__Record list__.
* begin *
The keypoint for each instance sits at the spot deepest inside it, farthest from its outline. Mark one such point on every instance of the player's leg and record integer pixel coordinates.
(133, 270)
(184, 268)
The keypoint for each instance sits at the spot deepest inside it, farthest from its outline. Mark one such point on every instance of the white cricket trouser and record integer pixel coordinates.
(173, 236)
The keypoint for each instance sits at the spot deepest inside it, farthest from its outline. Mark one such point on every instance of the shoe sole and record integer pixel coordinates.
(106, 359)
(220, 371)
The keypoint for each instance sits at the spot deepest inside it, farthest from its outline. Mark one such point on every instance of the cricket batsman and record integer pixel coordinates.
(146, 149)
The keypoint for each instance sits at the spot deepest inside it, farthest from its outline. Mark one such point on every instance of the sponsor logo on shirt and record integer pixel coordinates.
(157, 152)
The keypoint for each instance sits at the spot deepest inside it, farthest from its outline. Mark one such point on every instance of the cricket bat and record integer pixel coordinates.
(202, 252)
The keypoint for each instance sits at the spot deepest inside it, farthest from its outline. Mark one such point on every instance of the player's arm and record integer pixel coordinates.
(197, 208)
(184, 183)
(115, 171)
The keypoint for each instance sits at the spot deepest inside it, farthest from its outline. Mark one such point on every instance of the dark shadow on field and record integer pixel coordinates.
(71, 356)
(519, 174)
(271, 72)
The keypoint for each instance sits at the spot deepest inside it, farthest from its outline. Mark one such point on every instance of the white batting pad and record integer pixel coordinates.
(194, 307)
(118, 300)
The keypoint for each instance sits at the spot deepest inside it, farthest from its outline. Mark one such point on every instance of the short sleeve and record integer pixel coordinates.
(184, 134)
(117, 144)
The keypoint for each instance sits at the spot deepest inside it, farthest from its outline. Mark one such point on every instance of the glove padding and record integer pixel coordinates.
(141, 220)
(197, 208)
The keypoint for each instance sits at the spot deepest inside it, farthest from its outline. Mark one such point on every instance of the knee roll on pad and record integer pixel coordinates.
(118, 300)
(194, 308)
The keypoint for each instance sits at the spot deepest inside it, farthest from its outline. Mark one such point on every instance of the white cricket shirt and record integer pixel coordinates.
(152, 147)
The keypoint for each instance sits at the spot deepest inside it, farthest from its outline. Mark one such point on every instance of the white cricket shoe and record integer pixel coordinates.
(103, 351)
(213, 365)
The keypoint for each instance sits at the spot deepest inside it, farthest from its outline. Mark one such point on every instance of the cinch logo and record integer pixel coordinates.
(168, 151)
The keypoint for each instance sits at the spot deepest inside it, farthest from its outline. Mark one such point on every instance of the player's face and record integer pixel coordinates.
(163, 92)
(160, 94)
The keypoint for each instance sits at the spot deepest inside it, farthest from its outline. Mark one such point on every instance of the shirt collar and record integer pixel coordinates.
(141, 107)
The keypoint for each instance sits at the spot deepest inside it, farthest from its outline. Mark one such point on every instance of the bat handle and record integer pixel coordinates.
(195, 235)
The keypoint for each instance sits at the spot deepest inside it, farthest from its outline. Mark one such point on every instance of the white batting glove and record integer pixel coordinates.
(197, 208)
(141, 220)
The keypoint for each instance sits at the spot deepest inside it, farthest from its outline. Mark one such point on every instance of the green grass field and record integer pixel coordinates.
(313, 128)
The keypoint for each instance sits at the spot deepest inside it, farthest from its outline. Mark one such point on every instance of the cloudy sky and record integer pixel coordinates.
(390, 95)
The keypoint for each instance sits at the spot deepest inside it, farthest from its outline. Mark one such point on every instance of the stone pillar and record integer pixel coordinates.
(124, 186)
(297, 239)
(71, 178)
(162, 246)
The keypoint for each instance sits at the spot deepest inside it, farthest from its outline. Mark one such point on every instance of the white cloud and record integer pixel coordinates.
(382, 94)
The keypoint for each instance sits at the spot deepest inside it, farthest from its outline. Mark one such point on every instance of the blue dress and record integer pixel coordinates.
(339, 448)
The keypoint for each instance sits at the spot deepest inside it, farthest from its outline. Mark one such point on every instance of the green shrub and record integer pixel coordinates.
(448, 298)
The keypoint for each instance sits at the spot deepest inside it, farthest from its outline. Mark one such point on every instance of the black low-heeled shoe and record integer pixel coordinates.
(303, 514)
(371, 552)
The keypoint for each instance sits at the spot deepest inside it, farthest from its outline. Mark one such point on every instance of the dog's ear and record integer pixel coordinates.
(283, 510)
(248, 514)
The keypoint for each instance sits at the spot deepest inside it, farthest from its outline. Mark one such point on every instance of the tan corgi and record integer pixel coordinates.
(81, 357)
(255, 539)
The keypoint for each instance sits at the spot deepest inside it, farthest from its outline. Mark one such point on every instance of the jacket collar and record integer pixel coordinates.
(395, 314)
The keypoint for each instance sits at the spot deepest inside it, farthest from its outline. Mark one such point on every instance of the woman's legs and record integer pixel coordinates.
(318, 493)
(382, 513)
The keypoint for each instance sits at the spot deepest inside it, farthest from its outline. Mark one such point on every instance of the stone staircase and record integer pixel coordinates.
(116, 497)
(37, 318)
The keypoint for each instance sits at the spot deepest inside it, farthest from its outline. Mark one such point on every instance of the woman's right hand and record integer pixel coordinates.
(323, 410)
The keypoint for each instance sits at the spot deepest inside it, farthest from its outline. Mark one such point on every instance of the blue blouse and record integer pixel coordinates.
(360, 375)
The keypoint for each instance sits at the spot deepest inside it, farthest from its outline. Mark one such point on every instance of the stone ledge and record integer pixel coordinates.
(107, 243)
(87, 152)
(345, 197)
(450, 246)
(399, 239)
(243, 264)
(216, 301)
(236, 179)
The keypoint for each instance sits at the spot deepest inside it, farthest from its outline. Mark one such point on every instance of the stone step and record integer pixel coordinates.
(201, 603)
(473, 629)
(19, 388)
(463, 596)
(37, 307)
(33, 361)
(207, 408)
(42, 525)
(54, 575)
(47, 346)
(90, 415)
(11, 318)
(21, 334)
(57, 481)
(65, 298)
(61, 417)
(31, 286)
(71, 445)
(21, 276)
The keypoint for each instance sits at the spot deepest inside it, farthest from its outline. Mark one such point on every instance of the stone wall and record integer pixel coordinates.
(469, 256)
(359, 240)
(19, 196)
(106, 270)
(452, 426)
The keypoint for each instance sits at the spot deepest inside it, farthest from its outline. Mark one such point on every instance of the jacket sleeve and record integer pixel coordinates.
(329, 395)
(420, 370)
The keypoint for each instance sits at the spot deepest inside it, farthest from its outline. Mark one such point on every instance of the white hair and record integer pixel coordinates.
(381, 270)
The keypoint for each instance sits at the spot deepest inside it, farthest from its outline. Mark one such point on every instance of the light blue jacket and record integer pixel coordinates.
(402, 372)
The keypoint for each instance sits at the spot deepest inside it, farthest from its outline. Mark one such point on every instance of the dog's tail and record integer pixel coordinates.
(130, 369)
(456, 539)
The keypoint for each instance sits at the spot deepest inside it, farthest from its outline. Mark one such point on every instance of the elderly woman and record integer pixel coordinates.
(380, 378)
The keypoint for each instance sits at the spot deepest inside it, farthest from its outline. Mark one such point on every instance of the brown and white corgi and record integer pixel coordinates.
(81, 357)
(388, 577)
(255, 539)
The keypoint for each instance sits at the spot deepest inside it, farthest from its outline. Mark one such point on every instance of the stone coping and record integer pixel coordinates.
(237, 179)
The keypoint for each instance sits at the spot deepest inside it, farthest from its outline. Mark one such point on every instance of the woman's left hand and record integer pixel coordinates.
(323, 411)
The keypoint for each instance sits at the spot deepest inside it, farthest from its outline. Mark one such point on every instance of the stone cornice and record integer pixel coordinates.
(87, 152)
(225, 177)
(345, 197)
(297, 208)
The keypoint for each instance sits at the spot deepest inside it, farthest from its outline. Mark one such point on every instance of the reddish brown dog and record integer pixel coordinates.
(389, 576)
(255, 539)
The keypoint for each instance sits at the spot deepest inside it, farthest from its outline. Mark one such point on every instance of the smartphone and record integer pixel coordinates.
* end *
__Given instruction__.
In the records above, find the line containing "coping and record integer pixel coordinates."; please retype it and every line after it through the last line, exactly and with nothing else.

__Solution for this problem__.
The keypoint for each instance sits at the spot deepest inside it, farthest from its outline. Mark one such point on every instance of the stone coping and record integer pixel coordinates.
(237, 179)
The keypoint for each instance sits at the spot deepest inside it, farthest from its outline. Mark one such point on every instance of the woman's left hand and record integer pixel coordinates.
(323, 411)
The keypoint for each instance sits at the spot deepest inside it, farthest from its outline. Mark one such point on every instance of the stone cornice and record integer pixel coordinates.
(87, 152)
(225, 177)
(345, 197)
(297, 208)
The keypoint for each instance sits at the spot deepest inside it, farthest from its outline. Mark one such point on every instance of the reddish brown dog and record integer pixel coordinates.
(389, 576)
(255, 539)
The keypoint for each instance sits at the spot deepest inside it, farthest from its outline. Mark one such point on every instance of the smartphone and record integer pixel coordinates.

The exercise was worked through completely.